- _AIM OF THE EXERCISE_
Select from the data all lines with the word "prompts".

#####

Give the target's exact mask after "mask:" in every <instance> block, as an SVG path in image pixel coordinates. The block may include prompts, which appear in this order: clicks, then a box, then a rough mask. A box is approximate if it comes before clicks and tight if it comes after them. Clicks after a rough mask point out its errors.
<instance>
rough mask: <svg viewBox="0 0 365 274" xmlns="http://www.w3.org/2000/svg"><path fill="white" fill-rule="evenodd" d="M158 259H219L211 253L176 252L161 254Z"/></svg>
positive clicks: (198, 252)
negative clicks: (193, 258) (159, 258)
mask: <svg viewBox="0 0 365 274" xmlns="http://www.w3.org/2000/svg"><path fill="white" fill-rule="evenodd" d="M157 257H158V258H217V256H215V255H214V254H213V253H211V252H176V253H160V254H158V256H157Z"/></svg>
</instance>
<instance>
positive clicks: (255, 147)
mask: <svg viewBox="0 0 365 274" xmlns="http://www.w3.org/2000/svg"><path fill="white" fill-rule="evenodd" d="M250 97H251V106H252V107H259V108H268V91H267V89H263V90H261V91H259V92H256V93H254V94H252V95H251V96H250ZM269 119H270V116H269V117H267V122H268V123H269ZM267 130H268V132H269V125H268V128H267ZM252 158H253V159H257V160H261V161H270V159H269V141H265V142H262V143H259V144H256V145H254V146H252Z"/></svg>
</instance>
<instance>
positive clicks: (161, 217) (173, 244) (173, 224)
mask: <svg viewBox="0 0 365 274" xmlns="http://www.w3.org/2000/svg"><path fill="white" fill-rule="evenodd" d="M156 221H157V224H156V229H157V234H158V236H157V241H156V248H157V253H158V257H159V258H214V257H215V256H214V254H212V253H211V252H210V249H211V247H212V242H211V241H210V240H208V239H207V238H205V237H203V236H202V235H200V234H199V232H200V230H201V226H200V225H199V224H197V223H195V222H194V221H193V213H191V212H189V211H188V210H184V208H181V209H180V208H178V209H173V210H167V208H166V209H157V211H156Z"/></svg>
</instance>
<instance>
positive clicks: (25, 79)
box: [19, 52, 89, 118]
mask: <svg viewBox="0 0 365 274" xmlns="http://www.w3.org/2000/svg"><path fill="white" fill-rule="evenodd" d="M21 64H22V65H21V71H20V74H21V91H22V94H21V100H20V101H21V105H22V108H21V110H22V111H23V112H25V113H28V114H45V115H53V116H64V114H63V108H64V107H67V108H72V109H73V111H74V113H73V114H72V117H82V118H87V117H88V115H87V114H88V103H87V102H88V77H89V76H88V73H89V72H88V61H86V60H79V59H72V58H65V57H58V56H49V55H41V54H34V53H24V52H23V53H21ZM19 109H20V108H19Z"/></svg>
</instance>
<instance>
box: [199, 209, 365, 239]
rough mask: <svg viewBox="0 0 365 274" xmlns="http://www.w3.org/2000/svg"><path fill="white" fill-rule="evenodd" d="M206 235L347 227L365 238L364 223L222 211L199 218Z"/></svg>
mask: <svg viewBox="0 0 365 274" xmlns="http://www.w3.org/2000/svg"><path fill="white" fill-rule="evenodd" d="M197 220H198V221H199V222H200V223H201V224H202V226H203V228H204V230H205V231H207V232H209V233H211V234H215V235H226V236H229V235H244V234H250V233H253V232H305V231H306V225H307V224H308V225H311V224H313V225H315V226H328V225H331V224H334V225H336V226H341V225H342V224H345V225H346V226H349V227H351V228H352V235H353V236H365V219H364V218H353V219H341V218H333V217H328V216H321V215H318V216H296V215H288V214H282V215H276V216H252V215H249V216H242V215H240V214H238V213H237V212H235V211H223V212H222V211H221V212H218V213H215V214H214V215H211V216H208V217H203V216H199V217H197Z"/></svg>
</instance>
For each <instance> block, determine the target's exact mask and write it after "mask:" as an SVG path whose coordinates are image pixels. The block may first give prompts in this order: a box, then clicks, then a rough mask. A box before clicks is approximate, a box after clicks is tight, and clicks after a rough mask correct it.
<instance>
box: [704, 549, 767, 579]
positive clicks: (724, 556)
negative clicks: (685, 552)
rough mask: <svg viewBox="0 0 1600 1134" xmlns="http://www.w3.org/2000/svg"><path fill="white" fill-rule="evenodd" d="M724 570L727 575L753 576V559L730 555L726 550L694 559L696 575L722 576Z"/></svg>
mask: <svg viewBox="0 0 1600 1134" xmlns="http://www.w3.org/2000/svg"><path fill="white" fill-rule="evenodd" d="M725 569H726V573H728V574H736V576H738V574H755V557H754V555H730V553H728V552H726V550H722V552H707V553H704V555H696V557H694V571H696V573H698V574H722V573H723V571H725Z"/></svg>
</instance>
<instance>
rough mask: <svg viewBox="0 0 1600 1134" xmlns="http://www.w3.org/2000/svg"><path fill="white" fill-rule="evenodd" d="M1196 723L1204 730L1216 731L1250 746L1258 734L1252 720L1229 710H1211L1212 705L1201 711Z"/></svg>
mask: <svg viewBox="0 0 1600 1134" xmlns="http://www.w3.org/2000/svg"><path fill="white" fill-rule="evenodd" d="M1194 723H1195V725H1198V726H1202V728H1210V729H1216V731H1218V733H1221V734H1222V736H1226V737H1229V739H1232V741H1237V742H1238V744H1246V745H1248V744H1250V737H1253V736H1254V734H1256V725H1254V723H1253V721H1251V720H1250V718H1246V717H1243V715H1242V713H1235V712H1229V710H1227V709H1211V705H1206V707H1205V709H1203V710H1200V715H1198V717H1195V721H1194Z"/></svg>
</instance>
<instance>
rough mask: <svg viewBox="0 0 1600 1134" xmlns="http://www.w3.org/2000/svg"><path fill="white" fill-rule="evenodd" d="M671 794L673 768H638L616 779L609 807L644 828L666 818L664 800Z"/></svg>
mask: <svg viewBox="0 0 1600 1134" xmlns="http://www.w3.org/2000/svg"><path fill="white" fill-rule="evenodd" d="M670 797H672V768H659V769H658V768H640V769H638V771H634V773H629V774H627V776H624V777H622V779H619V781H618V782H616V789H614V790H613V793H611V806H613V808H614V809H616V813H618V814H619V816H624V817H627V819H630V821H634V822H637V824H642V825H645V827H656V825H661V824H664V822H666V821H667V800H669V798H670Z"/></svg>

#####

- _EXERCISE ANSWER_
Give the target's exact mask after "mask:" in every <instance> block, as an SVG path in image pixel coordinates. The block may include prompts, which appear in this order: clicks, then a box, then a rough mask. A box is approximate if it comes before clicks and tight if it comes after them. Clicks after a rough mask point out its errors.
For each <instance> block, determine the target's exact mask and write it after "mask:" as an SVG path whose coordinates are image pixels. The block may first give prompts in this order: a box, then clicks, then a rough mask. A box before clicks is approximate, a box after clicks is tight, and clicks after a rough mask correct it.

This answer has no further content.